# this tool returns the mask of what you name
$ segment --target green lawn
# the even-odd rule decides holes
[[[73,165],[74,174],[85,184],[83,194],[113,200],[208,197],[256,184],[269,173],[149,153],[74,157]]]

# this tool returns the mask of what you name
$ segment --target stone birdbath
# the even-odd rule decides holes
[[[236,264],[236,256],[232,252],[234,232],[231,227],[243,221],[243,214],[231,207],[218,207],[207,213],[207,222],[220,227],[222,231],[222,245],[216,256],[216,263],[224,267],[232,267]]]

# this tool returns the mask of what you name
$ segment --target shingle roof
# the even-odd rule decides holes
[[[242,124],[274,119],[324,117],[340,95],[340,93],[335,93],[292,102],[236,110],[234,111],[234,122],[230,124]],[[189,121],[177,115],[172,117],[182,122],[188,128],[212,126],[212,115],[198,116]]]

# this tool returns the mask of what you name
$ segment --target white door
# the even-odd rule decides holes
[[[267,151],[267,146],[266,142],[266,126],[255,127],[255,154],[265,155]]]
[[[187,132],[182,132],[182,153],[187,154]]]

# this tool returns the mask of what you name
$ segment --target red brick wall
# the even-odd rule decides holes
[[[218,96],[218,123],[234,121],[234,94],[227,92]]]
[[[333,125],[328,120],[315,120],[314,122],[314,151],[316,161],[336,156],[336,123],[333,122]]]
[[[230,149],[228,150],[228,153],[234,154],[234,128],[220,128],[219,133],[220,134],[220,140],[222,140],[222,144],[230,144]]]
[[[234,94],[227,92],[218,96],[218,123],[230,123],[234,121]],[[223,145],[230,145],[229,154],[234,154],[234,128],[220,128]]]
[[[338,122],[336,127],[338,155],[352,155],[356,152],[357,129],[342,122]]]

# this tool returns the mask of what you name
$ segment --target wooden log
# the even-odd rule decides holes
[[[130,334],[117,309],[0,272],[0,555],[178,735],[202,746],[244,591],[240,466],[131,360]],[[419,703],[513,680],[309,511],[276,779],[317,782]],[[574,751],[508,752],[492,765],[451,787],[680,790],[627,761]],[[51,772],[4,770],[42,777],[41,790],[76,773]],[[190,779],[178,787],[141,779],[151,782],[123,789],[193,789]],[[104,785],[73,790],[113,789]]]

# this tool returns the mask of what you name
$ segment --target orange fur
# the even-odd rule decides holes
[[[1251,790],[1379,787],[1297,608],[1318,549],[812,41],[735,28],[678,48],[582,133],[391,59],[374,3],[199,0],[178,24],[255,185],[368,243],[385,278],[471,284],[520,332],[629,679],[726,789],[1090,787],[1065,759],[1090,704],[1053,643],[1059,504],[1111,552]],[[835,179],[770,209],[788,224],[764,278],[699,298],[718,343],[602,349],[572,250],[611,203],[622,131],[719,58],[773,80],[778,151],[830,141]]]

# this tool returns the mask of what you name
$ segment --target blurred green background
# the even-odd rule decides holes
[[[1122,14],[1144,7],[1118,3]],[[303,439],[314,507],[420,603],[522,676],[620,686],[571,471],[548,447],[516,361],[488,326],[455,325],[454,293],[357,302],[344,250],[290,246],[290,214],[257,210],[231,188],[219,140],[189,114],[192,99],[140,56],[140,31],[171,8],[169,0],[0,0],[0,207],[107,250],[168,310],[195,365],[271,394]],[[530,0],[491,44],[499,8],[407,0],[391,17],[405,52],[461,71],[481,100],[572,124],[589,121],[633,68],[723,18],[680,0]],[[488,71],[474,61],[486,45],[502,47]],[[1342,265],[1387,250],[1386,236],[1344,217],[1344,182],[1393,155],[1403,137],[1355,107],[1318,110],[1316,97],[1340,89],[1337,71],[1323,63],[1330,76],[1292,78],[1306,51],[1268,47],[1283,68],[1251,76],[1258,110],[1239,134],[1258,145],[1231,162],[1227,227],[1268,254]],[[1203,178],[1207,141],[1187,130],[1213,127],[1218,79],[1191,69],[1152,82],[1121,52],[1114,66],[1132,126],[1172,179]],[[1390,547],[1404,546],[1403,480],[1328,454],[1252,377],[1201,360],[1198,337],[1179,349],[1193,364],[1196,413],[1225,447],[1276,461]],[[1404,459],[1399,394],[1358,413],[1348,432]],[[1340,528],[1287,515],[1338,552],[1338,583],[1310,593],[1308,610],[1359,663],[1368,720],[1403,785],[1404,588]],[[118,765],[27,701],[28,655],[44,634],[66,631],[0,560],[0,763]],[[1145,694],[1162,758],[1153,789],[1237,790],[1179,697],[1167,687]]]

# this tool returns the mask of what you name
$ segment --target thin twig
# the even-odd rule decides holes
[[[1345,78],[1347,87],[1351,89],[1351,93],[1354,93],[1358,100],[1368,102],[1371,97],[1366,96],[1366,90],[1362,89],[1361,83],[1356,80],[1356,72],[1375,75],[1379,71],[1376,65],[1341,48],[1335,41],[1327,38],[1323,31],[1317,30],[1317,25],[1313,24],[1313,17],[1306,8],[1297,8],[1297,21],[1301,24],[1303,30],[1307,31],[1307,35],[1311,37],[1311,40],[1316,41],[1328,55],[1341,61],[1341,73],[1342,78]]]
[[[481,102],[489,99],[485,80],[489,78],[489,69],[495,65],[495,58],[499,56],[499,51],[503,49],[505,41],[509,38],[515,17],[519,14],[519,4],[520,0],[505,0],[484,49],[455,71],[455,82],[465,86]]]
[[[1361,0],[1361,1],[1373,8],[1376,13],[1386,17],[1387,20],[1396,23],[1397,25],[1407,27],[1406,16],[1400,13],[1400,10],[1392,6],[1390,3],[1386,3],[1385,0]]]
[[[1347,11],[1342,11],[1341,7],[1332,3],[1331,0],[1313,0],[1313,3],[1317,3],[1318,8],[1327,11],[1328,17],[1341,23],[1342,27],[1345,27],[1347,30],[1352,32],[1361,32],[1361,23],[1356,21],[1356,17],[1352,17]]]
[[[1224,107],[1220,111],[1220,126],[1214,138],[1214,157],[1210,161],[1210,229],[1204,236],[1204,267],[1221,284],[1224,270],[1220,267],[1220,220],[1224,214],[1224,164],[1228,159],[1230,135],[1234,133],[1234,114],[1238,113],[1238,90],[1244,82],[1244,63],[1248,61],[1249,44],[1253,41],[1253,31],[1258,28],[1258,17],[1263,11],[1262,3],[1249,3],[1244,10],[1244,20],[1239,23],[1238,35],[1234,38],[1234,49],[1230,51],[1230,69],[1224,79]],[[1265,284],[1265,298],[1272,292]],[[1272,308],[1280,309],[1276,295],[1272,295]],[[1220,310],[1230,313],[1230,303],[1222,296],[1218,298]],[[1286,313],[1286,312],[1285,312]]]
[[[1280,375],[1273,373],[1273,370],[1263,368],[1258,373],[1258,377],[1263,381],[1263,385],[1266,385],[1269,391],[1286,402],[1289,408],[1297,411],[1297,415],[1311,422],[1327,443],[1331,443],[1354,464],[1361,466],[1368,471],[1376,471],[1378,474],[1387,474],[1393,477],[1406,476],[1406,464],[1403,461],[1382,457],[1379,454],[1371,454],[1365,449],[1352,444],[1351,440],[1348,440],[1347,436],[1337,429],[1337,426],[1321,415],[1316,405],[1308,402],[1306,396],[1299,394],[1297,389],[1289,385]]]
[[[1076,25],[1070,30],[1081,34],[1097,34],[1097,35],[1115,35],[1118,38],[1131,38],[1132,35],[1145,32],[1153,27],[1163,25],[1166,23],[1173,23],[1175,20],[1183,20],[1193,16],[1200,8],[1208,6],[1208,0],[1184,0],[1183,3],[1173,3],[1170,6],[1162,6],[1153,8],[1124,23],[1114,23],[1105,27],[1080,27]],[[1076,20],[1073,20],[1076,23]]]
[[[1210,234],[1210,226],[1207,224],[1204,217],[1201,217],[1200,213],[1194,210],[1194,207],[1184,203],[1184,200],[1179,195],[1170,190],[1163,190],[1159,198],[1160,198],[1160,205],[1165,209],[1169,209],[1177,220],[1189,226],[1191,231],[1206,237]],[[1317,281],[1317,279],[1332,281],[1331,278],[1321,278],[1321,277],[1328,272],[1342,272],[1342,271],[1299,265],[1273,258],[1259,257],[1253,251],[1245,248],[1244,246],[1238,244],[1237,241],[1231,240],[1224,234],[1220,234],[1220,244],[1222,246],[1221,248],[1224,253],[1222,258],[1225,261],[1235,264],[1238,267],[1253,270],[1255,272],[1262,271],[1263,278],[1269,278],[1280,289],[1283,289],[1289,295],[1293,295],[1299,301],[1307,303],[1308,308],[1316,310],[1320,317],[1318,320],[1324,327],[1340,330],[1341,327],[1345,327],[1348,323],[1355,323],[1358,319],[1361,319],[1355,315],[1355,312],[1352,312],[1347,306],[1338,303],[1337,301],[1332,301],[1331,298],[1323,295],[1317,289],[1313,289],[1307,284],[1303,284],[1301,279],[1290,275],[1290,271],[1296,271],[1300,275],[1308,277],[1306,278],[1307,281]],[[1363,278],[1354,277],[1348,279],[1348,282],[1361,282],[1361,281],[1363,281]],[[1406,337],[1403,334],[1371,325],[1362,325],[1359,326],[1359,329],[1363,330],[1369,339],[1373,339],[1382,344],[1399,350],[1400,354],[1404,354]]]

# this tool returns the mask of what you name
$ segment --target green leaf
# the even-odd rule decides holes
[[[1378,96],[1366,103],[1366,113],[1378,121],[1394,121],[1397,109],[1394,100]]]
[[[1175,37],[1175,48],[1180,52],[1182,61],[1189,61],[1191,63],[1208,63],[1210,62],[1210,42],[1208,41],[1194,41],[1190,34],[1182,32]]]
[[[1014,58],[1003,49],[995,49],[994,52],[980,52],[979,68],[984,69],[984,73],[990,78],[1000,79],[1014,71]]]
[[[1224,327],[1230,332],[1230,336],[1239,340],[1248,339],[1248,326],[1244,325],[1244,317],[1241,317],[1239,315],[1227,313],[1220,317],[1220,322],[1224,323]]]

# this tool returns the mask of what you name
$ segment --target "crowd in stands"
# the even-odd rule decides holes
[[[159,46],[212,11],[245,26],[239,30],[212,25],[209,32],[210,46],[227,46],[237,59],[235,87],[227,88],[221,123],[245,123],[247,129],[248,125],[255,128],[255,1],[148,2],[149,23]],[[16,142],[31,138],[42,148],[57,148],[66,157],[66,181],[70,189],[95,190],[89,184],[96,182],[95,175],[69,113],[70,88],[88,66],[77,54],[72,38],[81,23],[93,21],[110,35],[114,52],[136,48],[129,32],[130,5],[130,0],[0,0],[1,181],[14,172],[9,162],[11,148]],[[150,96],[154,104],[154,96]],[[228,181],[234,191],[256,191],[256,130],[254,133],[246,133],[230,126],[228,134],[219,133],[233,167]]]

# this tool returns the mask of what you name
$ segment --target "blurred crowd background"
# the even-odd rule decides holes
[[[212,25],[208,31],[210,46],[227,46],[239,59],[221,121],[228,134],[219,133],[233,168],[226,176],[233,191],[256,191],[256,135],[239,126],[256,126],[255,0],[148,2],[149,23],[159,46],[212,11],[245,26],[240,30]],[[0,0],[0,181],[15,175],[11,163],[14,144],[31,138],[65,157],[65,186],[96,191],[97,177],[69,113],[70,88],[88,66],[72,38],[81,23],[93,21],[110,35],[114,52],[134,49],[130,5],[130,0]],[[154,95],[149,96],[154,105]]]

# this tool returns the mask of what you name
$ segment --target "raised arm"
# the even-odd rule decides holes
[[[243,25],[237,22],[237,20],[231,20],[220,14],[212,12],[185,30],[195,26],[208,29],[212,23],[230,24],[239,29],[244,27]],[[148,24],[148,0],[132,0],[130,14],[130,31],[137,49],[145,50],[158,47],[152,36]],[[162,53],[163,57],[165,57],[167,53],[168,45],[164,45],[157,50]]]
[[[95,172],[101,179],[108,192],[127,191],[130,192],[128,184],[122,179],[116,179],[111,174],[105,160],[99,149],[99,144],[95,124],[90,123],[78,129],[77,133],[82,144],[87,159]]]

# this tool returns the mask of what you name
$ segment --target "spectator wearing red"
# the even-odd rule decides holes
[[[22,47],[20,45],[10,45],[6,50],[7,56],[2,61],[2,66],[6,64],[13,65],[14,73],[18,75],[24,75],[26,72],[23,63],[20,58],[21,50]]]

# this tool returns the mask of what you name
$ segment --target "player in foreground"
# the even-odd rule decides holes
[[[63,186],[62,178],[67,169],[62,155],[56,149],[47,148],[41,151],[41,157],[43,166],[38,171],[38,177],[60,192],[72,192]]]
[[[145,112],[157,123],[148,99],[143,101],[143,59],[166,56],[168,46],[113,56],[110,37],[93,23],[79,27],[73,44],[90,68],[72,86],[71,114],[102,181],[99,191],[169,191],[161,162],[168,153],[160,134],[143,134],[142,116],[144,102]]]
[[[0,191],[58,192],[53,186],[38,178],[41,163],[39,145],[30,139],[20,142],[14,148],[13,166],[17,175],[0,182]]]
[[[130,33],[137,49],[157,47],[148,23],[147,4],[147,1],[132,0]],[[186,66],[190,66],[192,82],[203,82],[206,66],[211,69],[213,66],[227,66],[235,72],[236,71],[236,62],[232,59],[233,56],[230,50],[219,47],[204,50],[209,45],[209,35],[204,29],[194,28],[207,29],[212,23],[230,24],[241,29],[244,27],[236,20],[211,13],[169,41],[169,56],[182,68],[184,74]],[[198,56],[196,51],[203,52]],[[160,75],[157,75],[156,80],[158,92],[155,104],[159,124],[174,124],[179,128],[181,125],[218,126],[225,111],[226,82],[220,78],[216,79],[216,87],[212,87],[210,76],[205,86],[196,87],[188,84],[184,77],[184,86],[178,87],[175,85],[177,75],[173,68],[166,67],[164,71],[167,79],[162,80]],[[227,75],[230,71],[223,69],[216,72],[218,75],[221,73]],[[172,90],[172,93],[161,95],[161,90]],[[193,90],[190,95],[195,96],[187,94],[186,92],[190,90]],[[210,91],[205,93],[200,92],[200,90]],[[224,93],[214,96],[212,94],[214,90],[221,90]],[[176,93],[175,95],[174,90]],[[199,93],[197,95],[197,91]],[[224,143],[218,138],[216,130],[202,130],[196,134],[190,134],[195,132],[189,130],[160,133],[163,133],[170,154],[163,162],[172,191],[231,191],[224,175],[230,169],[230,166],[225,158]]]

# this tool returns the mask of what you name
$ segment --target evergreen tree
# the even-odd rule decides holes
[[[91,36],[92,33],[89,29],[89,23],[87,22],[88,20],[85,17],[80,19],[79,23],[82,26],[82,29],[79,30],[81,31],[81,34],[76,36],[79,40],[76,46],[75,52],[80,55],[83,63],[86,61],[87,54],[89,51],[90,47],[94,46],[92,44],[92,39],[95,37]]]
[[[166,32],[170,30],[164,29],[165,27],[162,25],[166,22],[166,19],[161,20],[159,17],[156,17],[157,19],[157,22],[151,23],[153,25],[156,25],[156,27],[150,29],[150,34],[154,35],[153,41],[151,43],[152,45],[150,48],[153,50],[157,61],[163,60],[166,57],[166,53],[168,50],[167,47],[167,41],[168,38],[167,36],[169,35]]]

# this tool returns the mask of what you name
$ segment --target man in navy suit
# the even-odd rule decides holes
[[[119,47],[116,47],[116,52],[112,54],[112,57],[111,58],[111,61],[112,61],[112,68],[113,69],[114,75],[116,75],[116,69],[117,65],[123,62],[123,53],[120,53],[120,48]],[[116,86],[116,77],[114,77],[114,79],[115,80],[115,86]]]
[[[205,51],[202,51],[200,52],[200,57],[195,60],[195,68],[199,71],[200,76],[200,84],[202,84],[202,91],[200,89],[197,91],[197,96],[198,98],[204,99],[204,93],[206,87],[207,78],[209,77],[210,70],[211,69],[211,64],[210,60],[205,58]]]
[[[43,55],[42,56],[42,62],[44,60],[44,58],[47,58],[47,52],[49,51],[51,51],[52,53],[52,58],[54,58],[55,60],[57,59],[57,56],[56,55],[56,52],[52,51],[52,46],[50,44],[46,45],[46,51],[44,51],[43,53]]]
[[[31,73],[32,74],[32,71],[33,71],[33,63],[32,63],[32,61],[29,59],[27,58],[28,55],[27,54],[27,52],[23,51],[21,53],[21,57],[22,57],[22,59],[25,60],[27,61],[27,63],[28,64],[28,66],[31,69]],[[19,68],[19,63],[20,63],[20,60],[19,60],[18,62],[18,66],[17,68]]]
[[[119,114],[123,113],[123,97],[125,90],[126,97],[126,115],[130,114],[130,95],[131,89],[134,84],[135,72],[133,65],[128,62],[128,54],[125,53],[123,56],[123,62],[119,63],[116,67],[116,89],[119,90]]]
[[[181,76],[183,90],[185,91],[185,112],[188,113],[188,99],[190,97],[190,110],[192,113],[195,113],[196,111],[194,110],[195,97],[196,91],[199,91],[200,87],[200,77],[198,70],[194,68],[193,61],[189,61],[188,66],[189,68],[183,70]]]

____

:: TASK DESCRIPTION ::
Find each line in the records that contains the string "blurred" and copy those lines. Case matters.

:: RESULT OF THE TASK ::
$ segment --target blurred green background
$ segment --target "blurred crowd background"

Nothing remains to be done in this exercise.